> **What the exercise asks**:
In the data that follows, substitute "Label Check" for every "Pop Quiz" and keep everything else unchanged. Leave the pictures out of your answer.

> **Dataset records**:
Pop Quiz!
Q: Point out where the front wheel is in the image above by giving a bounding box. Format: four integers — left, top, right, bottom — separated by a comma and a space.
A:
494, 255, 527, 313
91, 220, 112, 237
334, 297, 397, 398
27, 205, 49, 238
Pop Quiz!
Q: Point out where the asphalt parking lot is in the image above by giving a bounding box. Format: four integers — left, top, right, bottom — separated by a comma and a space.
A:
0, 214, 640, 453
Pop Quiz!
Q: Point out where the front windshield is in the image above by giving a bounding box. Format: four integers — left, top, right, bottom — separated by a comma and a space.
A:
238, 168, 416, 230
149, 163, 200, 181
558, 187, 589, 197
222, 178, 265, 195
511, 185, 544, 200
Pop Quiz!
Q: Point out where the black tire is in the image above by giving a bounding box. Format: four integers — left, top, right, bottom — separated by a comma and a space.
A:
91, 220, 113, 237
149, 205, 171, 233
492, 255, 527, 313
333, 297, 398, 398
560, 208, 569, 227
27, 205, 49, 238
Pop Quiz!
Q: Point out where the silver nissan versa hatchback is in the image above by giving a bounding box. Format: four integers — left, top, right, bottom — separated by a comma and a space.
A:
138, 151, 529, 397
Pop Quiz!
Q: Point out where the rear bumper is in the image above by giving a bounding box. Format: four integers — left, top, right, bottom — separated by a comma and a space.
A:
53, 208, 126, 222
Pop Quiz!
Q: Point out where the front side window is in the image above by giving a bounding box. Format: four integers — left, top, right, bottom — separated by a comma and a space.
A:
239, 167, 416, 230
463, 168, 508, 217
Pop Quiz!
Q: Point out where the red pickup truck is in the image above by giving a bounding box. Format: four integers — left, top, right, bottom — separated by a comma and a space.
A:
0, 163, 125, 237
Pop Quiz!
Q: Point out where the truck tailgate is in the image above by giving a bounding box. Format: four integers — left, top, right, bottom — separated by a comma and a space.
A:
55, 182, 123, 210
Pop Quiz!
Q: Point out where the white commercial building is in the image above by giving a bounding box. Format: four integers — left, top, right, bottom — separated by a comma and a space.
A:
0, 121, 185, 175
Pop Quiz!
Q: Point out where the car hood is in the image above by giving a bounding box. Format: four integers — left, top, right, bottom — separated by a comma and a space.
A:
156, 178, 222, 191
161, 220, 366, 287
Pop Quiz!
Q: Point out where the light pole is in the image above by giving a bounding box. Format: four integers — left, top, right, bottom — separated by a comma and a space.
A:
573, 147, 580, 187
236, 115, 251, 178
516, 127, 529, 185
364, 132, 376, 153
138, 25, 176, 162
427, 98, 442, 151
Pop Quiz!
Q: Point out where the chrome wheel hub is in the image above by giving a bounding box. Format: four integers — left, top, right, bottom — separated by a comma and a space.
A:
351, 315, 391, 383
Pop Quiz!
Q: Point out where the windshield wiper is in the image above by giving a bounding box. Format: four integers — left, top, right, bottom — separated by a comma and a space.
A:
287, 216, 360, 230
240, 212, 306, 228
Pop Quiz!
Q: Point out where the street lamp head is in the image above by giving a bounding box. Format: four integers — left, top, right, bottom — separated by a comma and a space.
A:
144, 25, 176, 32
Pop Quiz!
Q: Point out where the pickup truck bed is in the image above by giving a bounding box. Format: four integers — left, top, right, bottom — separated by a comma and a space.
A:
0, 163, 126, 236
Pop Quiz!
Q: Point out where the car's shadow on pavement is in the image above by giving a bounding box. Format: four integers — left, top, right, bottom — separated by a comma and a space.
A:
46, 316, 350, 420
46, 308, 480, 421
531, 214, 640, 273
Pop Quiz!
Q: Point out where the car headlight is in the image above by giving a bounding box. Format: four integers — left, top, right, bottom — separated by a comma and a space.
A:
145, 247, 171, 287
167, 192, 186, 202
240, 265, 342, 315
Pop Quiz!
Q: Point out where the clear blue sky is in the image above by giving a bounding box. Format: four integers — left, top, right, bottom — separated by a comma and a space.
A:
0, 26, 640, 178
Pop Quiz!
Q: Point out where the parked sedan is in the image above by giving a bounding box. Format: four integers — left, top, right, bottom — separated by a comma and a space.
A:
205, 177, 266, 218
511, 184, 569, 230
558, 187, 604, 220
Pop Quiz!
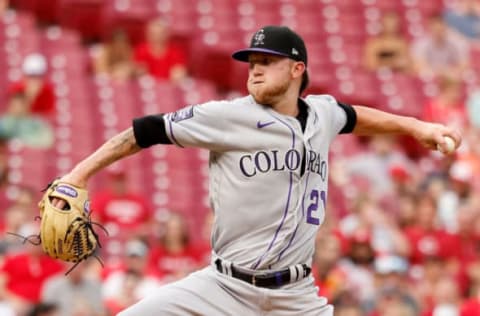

> **Task answer**:
Label Check!
Q: Point out where the front wheel is in the image above by giving a bounding box. Format: four integers — left, top, right, bottom — separated by a comma and a space.
A:
494, 255, 527, 313
91, 220, 112, 237
334, 297, 397, 398
27, 205, 49, 238
Label Check!
Q: Point out where the asphalt parking lot is in the image above by giving a bounding box. Format: four integers — left, top, right, bottom — separated by a comma and a space.
A:
0, 214, 640, 453
Label Check!
Q: Point out where the front windshield is in the image above by giving a bounding box. Format: four integers — left, top, right, bottom — separated by a comma and a space.
A:
238, 168, 416, 230
149, 163, 200, 181
558, 187, 589, 197
222, 178, 265, 195
511, 185, 544, 200
Label Check!
Q: Point out where the black tire is in the image above by giving a bounding box. Format: four integers — left, top, right, bottom — separated by a comma and a space.
A:
91, 220, 113, 237
149, 205, 171, 233
492, 255, 527, 313
333, 297, 398, 398
560, 208, 569, 227
27, 205, 49, 238
Label Check!
Q: Point out where the silver nissan versa hatchback is in the image above by giving a bounding box. Format: four integers — left, top, right, bottom — separated by a comma and a space.
A:
138, 151, 529, 397
Label Check!
Q: Point out where the rear bumper is in the image above by giving a bounding box. Format: four integers — left, top, right, bottom — separated by a comma and a space.
A:
53, 208, 126, 222
Label Check!
Q: Point out where the front side window is in the image above by giving a bounding box. Format: four integers — left, top, right, bottom — separated by a comma and a space.
A:
239, 167, 416, 230
463, 168, 508, 217
Label Check!
Q: Point out where the red pickup truck is in the image above by giving a bounding box. Format: four integers — left, top, right, bottom — separated by a comma and a space.
A:
0, 163, 125, 237
Label Check!
Q: Point out where the truck tailgate is in the image above by giving a bounding box. Format: four integers — left, top, right, bottom — separated by a comma and a space.
A:
55, 182, 123, 210
Label Check!
Q: Point out where the white commercial building is in the image above by giving a bounding box. Format: four integers — left, top, right, bottom — separated by a comma and a space.
A:
0, 121, 185, 175
Label Check!
Q: Point out where the car hood is in the image above by giving a bounding box. Format: four integers — left, top, right, bottom — separated by a comma and a space.
A:
156, 178, 222, 191
161, 220, 366, 287
Label Check!
Q: Point out where the light pole is in the image above by giving a bounding box. Format: four integers — left, top, right, bottom — separated by a comma and a space.
A:
573, 147, 580, 187
236, 115, 251, 178
516, 127, 529, 185
364, 132, 376, 153
138, 25, 176, 162
427, 98, 442, 151
Label Check!
Q: Point out where the chrome wheel hub is in the image above by giving a bounding box. Format: four integers — left, top, right, bottom — separated by a comma and a space.
A:
351, 315, 391, 383
Label Check!
Q: Point out where the windshield wiper is in the image above by giving a bounding box. Format: four integers — left, top, right, bottom — separated by a comma and a space.
A:
287, 216, 360, 230
240, 212, 306, 228
Label Check!
Q: Point out where the street lamp head is in the image above by giving a bounding box. Format: four integers — left, top, right, bottom — separated by a comma and a space.
A:
144, 25, 176, 32
Label Check!
Q: Point out where the pickup truck bed is in the image above by giving a bounding box. Format: four integers — left, top, right, bottom — separated by a comma and a space.
A:
0, 163, 126, 236
Label Check!
Q: Point out where the car's shadow on pavement is in the image above by giving a bounding box. Format: four integers — left, top, right, bottom — separated by a comma and a space.
A:
46, 316, 350, 420
46, 308, 480, 421
531, 214, 640, 273
Label Check!
Q: Point out where the car headlight is in the image above by giving a bounding box. Format: four integers — left, top, right, bottom — separated by a comma and a space.
A:
145, 247, 171, 287
167, 192, 186, 202
240, 265, 342, 315
Label Check!
Q: Point out where the clear blue sky is in the image above by giving a bounding box. Format: four integers — left, top, right, bottom — separated by a comma and a space.
A:
0, 26, 640, 178
Label Check!
Q: Point out where the parked sedan is in the image above by giving a bounding box. Format: four integers — left, top, right, bottom — separated by a comma and a space.
A:
205, 177, 266, 218
511, 184, 569, 230
558, 187, 604, 220
Label Check!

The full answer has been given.